Sostituisci "set a pin" con "place a marker" nelle righe che vanno da quella contenente "For the scoring pass, find every instance of the traffic" fino a quella contenente "[[61, 206]]", estremi inclusi. Riporta soltanto queste righe, senza modificare nient'altro.

(Righe del dataset)
= = = = =
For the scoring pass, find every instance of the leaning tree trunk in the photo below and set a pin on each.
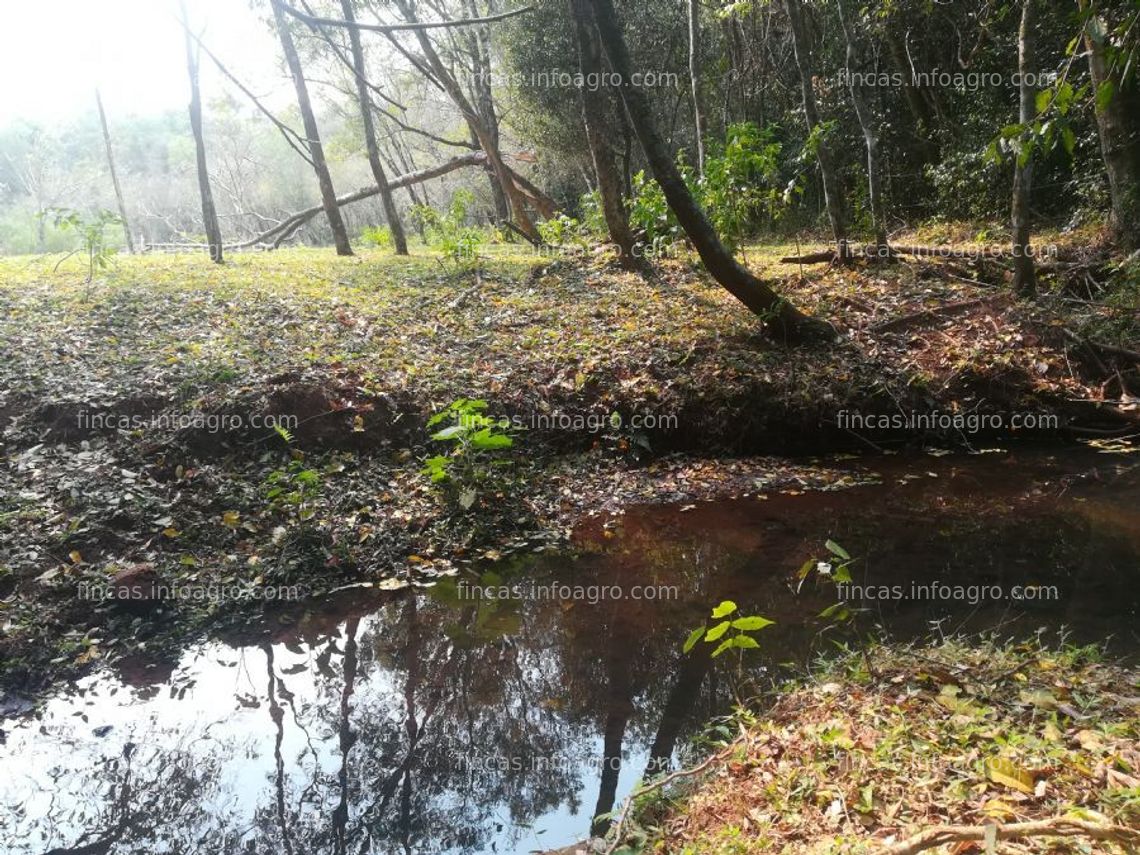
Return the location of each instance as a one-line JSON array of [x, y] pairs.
[[209, 211], [399, 239], [1118, 127], [776, 311], [868, 124], [1025, 281], [831, 194], [312, 135], [487, 140], [597, 136], [114, 172], [694, 78]]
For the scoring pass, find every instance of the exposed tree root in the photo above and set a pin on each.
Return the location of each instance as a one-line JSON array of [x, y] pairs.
[[928, 315], [275, 236], [873, 252], [1056, 827]]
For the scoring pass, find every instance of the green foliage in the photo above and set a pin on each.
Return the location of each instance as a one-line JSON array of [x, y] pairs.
[[650, 212], [92, 235], [836, 568], [727, 633], [562, 229], [292, 490], [741, 180], [593, 218], [477, 441], [448, 231], [379, 236]]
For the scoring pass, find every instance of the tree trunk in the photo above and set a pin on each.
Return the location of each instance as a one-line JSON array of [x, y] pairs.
[[694, 76], [868, 124], [597, 136], [399, 239], [474, 122], [831, 193], [114, 172], [209, 211], [1118, 127], [1025, 283], [776, 311], [312, 135]]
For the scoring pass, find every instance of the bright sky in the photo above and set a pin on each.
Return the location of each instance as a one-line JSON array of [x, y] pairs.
[[54, 54]]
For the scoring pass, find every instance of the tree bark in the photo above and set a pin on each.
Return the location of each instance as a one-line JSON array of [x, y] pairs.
[[694, 78], [1118, 127], [474, 122], [312, 133], [831, 193], [114, 172], [778, 312], [1025, 281], [399, 239], [209, 211], [291, 224], [597, 136], [868, 124]]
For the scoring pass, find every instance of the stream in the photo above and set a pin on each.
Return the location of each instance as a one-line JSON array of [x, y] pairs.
[[442, 721]]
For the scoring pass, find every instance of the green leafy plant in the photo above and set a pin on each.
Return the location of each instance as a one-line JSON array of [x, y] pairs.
[[561, 229], [379, 236], [475, 441], [740, 187], [650, 212], [836, 569], [727, 633], [292, 489], [92, 235]]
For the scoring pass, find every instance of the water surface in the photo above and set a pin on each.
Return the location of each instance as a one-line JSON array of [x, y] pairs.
[[431, 722]]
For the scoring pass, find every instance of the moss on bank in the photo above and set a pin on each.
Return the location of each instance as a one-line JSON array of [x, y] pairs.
[[133, 412]]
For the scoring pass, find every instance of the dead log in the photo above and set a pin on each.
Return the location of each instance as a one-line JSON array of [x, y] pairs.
[[276, 235], [870, 251], [1056, 827], [934, 314]]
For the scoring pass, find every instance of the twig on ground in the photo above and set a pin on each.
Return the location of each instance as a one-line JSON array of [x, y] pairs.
[[1056, 827]]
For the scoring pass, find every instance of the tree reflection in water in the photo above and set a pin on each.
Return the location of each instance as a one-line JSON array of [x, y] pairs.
[[425, 723]]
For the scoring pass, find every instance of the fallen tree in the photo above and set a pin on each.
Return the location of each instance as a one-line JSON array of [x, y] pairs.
[[871, 251], [286, 228]]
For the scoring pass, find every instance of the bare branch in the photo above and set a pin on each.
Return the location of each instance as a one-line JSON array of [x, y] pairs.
[[295, 140], [291, 224], [312, 21]]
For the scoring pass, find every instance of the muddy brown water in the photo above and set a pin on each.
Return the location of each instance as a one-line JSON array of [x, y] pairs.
[[441, 721]]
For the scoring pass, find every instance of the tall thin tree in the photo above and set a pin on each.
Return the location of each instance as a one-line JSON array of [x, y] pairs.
[[114, 172], [832, 195], [1025, 281], [1116, 86], [399, 239], [780, 315], [312, 133], [869, 125], [209, 211], [694, 79], [597, 136]]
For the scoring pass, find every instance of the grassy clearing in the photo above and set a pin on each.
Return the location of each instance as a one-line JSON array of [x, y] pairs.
[[954, 734], [108, 465]]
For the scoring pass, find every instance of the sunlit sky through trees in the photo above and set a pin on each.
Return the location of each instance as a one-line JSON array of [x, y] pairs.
[[54, 55]]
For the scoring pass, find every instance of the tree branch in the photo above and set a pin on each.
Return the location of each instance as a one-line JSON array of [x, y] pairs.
[[1056, 827], [314, 21], [291, 224]]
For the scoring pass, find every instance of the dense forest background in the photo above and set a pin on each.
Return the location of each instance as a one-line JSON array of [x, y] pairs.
[[938, 80]]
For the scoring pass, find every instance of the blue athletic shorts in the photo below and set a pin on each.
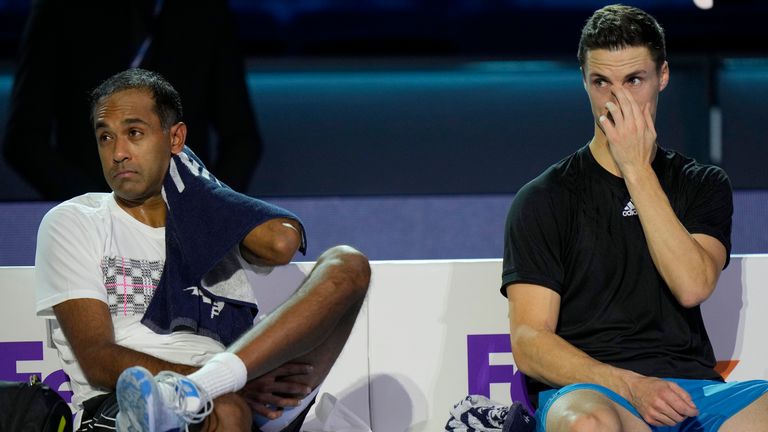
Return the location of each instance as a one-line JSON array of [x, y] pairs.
[[716, 402]]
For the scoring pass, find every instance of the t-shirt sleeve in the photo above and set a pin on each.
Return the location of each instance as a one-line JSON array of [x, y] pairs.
[[532, 246], [67, 261], [711, 210]]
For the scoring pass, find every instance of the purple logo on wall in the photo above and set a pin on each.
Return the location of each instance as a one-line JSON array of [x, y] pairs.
[[481, 374], [13, 352]]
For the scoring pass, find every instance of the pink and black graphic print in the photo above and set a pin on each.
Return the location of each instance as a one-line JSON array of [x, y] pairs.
[[130, 284]]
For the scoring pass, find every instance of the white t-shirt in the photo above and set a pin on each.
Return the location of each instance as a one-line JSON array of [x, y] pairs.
[[89, 247]]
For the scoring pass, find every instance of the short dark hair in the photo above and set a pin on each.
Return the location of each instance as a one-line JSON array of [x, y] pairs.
[[167, 99], [617, 26]]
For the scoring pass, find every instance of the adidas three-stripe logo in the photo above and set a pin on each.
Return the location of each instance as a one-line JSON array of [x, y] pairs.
[[629, 209]]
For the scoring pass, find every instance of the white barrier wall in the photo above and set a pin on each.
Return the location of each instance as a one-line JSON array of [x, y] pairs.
[[430, 333]]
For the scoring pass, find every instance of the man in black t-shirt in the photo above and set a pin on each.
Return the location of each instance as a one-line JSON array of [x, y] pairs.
[[610, 252]]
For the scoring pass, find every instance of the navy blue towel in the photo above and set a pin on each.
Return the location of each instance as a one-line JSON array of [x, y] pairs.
[[206, 221]]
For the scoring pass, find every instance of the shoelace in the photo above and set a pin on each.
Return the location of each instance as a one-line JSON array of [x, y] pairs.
[[179, 407]]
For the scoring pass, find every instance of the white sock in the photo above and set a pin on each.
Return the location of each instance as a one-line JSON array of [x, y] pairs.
[[223, 373]]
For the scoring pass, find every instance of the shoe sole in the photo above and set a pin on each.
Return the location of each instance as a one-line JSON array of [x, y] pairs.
[[134, 396]]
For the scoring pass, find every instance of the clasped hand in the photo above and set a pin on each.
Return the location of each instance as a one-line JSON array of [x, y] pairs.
[[630, 131], [661, 402]]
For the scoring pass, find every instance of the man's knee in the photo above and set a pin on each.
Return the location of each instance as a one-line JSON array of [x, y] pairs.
[[583, 411], [350, 262]]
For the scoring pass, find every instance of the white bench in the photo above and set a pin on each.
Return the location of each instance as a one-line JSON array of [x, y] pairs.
[[430, 333]]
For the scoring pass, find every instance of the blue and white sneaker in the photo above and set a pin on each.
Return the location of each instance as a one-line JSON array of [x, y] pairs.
[[167, 402]]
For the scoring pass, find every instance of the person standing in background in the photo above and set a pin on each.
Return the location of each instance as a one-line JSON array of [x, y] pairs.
[[193, 44]]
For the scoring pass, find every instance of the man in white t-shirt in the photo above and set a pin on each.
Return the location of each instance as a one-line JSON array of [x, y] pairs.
[[100, 257]]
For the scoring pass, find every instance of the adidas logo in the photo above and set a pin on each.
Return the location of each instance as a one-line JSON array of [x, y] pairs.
[[629, 209]]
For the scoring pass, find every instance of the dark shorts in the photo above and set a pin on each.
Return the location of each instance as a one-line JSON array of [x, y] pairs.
[[100, 412], [716, 401]]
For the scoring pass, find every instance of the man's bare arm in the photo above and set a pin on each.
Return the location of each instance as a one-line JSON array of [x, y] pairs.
[[689, 264], [87, 325], [546, 357]]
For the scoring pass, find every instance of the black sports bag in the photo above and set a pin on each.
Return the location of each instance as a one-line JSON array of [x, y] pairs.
[[32, 407]]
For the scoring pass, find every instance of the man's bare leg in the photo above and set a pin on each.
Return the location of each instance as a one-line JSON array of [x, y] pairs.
[[753, 417], [314, 324], [588, 410]]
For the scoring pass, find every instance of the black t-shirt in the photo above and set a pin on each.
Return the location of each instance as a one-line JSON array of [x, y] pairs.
[[574, 230]]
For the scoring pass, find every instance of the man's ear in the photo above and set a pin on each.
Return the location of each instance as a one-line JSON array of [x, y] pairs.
[[178, 134], [663, 76]]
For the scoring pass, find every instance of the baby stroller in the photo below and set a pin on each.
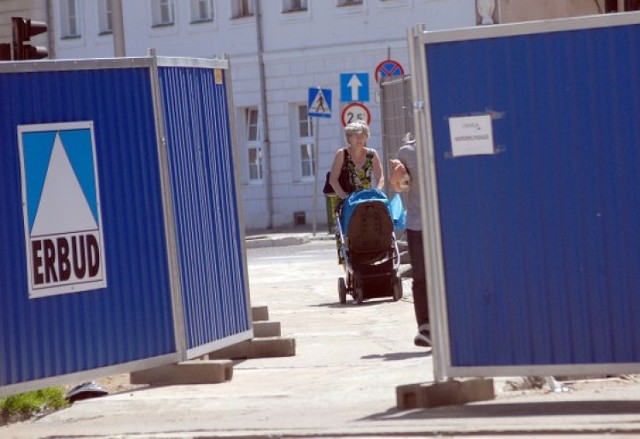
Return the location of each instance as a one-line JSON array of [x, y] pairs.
[[368, 247]]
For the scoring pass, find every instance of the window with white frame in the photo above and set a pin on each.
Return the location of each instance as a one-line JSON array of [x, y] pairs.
[[70, 19], [105, 16], [241, 8], [294, 5], [162, 12], [254, 144], [201, 10], [306, 144]]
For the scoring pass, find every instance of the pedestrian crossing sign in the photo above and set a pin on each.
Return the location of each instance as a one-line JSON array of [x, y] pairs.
[[319, 102]]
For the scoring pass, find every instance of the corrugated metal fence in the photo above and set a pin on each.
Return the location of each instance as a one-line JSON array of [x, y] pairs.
[[161, 154], [532, 244]]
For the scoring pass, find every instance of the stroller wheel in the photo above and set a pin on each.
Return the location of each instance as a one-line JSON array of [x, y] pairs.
[[342, 290], [397, 289]]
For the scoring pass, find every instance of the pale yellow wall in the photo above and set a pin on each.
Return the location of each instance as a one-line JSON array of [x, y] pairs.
[[512, 11]]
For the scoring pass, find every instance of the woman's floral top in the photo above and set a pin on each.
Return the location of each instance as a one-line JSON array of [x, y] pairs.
[[361, 178]]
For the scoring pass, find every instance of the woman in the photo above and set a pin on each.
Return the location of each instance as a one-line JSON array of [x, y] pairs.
[[362, 164]]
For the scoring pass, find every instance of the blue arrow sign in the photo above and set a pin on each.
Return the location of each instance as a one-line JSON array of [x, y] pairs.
[[319, 102], [354, 87]]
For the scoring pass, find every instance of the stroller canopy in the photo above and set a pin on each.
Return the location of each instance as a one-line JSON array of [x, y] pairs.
[[359, 197]]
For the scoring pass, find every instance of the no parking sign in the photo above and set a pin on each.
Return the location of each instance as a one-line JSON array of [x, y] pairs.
[[388, 67]]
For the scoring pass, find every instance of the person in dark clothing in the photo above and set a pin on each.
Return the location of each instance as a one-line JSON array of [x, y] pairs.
[[403, 169]]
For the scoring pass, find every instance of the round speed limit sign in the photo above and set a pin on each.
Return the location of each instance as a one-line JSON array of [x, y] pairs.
[[355, 111]]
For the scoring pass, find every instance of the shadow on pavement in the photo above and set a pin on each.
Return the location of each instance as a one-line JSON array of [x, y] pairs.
[[396, 356], [519, 409]]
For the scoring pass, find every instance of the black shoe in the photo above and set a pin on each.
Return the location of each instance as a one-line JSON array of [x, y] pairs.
[[423, 337]]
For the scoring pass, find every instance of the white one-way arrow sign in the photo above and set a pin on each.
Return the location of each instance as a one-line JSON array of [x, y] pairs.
[[355, 84], [354, 87]]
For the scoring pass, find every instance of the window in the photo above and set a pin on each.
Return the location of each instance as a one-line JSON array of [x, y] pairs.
[[162, 12], [70, 19], [241, 8], [201, 10], [306, 142], [294, 5], [105, 18], [254, 144]]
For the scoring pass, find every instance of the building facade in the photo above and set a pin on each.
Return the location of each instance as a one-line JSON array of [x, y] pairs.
[[278, 50]]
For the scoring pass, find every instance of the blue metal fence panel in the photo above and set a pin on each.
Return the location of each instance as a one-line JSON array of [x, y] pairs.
[[540, 242], [208, 234], [131, 318]]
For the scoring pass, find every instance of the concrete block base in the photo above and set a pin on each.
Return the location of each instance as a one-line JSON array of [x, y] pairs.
[[266, 329], [186, 372], [257, 348], [454, 392], [259, 313]]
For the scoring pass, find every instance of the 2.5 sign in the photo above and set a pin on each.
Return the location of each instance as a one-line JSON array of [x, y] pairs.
[[355, 112]]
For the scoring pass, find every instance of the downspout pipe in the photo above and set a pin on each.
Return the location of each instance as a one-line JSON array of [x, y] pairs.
[[266, 148], [118, 29]]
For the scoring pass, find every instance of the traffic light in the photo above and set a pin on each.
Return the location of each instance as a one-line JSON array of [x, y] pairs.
[[23, 30]]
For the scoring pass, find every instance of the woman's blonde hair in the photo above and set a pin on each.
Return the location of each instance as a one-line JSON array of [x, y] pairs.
[[357, 127]]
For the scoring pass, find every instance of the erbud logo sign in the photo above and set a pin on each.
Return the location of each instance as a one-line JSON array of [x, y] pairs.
[[61, 206]]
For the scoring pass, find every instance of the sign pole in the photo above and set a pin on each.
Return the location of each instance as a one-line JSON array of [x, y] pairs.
[[316, 156], [319, 106]]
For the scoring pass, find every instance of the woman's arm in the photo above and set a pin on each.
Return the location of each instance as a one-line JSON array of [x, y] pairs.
[[377, 170], [399, 177]]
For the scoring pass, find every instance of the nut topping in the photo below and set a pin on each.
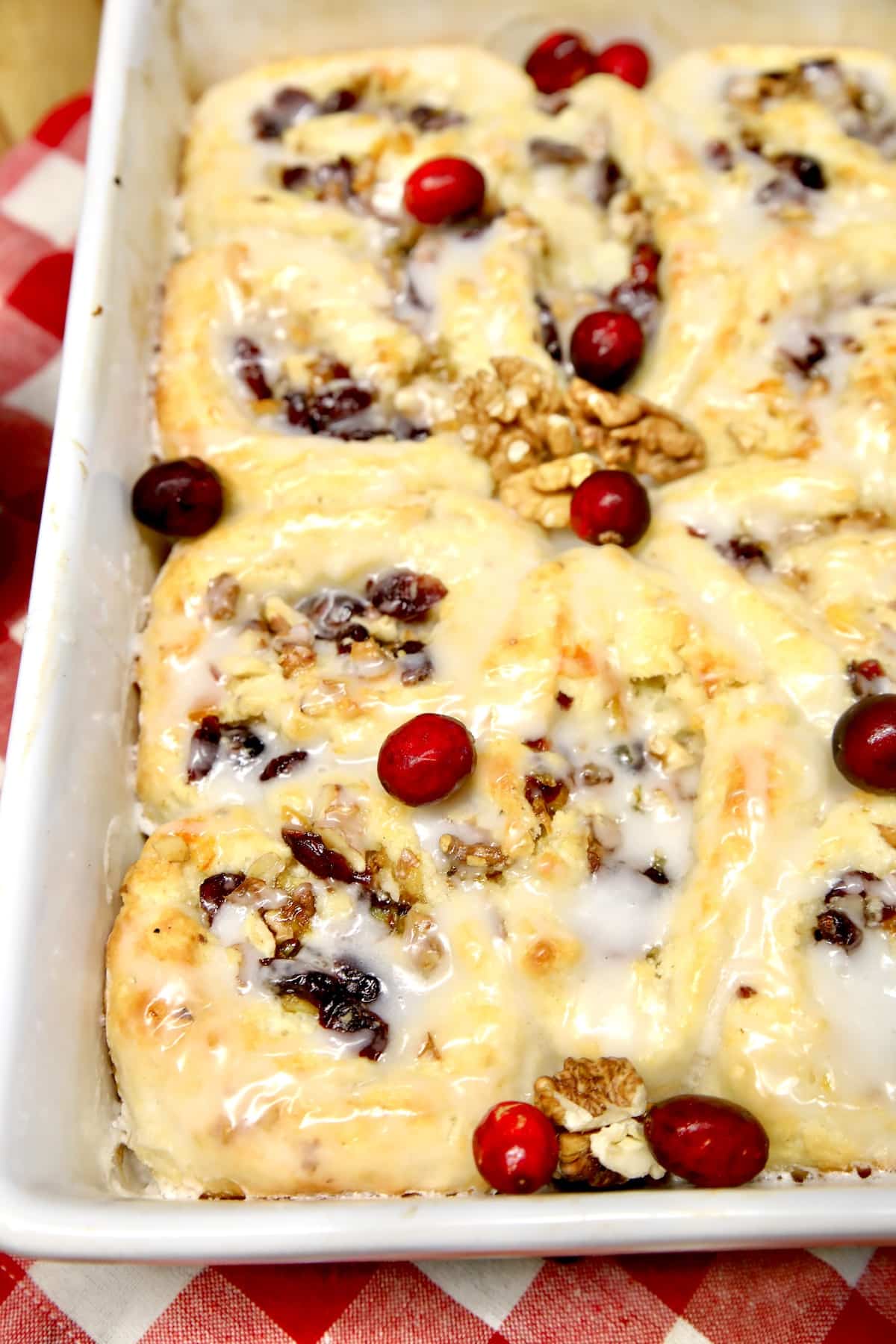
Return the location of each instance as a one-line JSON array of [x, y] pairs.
[[590, 1093], [222, 597], [541, 441], [598, 1104], [481, 858], [610, 1156]]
= = = = =
*Risposta attesa*:
For the scoring pass, find every instance of the traffic light in the photo above and place a marker on each.
Return the location of each instance as a one-line JSON array of [x, y] pairs.
[[23, 30]]
For the scoring pass, find every instance of the woman's blonde hair in the photo above and place a marker on each.
Return the location of each instance as a one-line JSON array of [x, y] pairs.
[[357, 127]]
For the scoring pass, find every instance of the erbud logo sign in the photo above and place a marker on each.
Return the location of each instance as a one-line JSON array of [x, y] pairs.
[[61, 206]]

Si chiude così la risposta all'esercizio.